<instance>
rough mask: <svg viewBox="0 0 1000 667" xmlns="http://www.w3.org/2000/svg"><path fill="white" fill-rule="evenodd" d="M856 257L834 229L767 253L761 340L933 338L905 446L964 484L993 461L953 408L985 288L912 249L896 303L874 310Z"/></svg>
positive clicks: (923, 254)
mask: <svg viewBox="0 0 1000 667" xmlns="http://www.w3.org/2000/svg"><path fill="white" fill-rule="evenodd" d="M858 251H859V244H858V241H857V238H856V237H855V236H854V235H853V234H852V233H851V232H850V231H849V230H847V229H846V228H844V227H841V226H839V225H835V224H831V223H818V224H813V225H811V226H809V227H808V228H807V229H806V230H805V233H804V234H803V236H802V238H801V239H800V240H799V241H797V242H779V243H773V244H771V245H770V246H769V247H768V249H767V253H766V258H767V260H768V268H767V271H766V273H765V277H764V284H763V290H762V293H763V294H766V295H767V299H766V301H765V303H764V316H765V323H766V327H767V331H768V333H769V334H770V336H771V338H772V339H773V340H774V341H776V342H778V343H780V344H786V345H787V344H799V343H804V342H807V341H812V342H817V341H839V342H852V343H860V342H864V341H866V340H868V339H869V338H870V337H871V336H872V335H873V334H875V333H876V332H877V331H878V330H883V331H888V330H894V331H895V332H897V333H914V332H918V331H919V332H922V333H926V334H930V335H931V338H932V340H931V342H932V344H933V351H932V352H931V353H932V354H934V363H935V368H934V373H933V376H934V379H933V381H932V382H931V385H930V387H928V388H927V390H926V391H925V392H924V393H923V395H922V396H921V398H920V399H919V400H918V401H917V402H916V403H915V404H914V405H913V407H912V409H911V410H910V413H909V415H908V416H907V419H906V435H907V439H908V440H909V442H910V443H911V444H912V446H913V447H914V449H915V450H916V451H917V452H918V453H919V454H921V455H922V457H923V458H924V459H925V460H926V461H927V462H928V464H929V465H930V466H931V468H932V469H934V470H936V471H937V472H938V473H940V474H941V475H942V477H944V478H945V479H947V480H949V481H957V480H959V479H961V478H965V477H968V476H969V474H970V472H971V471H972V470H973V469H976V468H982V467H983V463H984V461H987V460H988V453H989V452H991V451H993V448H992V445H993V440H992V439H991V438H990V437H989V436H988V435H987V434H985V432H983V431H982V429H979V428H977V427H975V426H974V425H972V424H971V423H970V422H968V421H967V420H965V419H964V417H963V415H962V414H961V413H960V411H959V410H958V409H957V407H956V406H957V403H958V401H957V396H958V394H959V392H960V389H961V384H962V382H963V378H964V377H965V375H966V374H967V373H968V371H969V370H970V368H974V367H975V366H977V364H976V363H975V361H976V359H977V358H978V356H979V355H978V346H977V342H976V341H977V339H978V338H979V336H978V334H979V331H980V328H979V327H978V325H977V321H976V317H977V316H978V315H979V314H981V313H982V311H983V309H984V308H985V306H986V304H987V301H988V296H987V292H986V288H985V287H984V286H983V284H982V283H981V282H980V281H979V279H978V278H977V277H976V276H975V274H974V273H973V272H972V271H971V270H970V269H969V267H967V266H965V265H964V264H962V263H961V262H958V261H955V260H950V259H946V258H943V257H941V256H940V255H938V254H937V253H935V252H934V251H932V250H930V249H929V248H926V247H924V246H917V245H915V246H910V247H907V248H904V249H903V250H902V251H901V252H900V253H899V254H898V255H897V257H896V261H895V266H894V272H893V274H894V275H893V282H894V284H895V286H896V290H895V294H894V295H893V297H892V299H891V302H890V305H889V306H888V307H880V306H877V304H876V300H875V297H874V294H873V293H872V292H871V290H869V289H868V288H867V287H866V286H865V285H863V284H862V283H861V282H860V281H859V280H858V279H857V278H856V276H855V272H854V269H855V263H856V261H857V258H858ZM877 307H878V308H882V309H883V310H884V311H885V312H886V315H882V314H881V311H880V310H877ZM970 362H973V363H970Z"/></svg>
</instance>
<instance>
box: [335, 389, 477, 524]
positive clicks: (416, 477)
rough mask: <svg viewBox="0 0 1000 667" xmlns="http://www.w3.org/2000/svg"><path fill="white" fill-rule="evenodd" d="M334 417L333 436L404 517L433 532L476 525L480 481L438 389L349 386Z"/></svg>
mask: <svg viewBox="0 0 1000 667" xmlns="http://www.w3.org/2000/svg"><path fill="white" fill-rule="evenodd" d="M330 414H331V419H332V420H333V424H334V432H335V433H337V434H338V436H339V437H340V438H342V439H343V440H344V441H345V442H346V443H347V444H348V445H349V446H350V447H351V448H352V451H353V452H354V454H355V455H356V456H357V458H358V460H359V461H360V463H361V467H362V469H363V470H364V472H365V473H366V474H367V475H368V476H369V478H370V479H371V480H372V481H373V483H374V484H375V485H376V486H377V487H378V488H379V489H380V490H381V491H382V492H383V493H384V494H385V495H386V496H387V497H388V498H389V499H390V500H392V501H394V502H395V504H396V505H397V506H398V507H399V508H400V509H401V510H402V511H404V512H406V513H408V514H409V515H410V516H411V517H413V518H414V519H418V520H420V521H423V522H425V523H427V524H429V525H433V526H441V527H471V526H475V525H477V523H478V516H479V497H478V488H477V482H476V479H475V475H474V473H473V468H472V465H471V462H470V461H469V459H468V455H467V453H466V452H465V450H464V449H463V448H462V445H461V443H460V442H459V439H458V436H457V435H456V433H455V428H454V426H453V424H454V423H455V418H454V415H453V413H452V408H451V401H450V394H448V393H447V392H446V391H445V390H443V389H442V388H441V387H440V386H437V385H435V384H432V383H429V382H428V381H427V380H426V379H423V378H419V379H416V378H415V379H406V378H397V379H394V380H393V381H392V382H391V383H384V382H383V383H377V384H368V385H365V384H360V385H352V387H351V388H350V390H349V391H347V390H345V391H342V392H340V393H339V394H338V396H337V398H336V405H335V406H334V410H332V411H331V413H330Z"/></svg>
• • •
ЗАДАНИЕ:
Перепишите без изменений всё от самого начала записей вниз до строки, содержащей «positive clicks: (923, 254)», включая эту строку.

РЕЗУЛЬТАТ ВЫПОЛНЕНИЯ:
<instance>
rough mask: <svg viewBox="0 0 1000 667" xmlns="http://www.w3.org/2000/svg"><path fill="white" fill-rule="evenodd" d="M856 257L834 229L767 253L761 340L933 338L905 446L964 484L993 461L953 408L985 288L912 249L896 303L874 310Z"/></svg>
positive clicks: (923, 254)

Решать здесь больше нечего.